> [TO DO]
a - Reproduce the truck thread word for word, from "We got close" up to and including "foot of powder.".
b - List every engine maker named in the truck thread below.

> [SELECTION]
___

I wish pickups were like big trucks where you can choose what engine you want. If that was the case I'd have a 3/4 ton GMC with a C7 CAT. I like the idea of get the truck you want and you can get the engine you want as well. If it came down to a Tundra with a Cummins or a Tundra with a Hino, I'd take the Cummins. Also, I believe the Cummins they are putting on the 1/2 ton Dodge is smaller that the one going in the Tundra.


----------



## mercer_me

We got close to six inches this morning in my area so I got some good action shots of the Rock Warrior. So far I love this truck and it plows wicked good. I've been using my boss's 2008 GMC 2500HD with an 8' Fisher and my truck honestly plows just as good and it feels like it handles the plow better. I can't wait to try it in a foot of powder.


----------



## gallihersnow

Good to hear it's working out for you.


----------



## mercer_me

gallihersnow;1899124 said:


> Good to hear it's working out for you.

___

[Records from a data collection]
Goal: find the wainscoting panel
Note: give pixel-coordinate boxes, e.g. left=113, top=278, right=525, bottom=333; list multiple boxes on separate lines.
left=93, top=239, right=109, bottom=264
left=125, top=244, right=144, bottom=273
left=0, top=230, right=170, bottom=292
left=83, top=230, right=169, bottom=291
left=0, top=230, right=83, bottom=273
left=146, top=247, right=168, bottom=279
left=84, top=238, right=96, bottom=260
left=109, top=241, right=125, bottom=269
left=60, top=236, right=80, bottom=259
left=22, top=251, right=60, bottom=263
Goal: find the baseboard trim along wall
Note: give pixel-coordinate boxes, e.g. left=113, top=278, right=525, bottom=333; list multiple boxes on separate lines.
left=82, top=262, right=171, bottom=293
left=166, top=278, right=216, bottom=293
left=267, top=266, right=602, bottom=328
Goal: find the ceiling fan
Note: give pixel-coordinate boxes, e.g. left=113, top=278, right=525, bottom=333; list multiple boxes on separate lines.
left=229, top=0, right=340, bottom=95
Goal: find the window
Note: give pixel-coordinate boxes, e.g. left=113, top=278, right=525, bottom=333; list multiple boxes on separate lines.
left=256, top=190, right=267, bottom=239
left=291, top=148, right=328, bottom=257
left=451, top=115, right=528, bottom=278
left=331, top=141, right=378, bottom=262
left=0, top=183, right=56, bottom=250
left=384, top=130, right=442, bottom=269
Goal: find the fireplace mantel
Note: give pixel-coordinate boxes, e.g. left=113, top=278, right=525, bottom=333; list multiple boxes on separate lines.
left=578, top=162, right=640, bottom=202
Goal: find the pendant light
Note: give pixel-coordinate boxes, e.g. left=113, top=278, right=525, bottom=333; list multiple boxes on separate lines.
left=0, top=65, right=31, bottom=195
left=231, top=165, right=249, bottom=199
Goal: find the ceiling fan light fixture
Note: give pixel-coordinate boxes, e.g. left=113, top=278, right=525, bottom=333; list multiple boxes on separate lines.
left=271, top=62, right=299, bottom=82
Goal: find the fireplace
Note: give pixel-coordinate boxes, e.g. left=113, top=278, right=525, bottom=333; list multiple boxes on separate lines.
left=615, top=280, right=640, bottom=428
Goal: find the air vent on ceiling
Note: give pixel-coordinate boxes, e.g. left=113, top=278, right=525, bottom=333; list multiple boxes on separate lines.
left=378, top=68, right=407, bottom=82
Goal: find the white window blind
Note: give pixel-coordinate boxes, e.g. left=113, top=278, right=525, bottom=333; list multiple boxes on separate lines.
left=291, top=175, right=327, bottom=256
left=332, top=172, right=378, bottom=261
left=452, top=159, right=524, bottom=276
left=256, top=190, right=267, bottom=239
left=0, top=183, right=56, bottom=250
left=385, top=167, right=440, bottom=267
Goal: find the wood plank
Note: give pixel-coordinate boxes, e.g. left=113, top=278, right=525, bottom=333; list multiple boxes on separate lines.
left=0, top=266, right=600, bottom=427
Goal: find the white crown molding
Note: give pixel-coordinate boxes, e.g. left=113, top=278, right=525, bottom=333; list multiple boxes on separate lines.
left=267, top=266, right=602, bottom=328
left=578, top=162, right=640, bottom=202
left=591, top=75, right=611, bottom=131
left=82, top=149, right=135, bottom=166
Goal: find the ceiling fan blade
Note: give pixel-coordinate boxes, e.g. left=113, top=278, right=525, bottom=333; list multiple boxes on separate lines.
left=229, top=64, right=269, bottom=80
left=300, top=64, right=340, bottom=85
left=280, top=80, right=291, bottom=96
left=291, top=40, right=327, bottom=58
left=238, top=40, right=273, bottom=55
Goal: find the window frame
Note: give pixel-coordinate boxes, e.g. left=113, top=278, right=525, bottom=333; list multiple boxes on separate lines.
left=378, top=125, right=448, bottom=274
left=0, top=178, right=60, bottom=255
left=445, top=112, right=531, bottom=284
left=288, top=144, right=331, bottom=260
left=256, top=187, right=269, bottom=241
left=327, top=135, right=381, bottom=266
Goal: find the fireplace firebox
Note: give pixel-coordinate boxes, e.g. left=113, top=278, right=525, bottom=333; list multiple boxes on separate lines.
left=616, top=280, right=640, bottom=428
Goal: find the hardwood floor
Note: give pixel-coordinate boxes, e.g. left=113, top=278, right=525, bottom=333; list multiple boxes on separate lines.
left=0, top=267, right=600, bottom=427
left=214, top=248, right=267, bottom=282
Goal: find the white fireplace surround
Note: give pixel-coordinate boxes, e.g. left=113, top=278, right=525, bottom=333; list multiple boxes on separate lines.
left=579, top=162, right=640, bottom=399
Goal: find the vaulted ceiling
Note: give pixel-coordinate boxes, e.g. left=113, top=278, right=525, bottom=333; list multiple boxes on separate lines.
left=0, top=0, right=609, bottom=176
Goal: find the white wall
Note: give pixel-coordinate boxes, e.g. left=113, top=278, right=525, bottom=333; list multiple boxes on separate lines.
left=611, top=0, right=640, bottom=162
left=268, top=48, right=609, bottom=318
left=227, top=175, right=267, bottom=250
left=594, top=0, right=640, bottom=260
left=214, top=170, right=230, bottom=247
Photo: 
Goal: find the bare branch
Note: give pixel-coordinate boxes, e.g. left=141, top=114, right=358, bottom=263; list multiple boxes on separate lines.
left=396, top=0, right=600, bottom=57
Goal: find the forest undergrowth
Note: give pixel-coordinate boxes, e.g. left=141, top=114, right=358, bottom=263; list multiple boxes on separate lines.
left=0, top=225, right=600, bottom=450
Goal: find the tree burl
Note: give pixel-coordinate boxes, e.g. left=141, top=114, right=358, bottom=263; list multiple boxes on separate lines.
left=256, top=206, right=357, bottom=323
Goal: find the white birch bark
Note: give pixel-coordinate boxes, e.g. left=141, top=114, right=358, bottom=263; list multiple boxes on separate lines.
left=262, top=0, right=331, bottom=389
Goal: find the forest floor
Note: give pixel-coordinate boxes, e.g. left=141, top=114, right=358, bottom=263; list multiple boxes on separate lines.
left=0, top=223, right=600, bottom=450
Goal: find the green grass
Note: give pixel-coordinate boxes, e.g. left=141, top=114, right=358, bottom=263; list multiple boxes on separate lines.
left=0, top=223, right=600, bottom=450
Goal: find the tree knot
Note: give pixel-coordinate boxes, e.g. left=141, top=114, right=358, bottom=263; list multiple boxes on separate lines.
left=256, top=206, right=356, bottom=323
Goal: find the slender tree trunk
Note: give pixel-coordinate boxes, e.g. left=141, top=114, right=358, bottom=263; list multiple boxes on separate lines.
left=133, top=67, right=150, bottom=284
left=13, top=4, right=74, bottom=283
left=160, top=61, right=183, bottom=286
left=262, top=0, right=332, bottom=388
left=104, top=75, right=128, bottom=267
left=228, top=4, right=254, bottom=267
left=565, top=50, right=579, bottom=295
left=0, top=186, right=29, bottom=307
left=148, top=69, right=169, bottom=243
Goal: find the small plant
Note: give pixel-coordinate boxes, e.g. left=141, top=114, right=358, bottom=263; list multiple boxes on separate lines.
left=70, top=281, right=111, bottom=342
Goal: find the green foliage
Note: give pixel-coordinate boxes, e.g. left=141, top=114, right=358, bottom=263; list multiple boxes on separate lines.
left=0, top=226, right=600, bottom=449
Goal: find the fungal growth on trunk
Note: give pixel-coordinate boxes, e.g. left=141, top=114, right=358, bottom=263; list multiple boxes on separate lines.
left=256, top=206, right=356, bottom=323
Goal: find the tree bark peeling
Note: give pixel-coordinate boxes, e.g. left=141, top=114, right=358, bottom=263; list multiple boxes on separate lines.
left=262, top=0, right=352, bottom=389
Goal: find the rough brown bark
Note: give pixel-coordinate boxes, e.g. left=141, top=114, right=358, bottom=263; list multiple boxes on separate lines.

___

> [ANSWERS TO THE EXERCISE]
a -
We got close to six inches this morning in my area so I got some good action shots of the Rock Warrior. So far I love this truck and it plows wicked good. I've been using my boss's 2008 GMC 2500HD with an 8' Fisher and my truck honestly plows just as good and it feels like it handles the plow better. I can't wait to try it in a foot of powder.

b - CAT, Cummins, Hino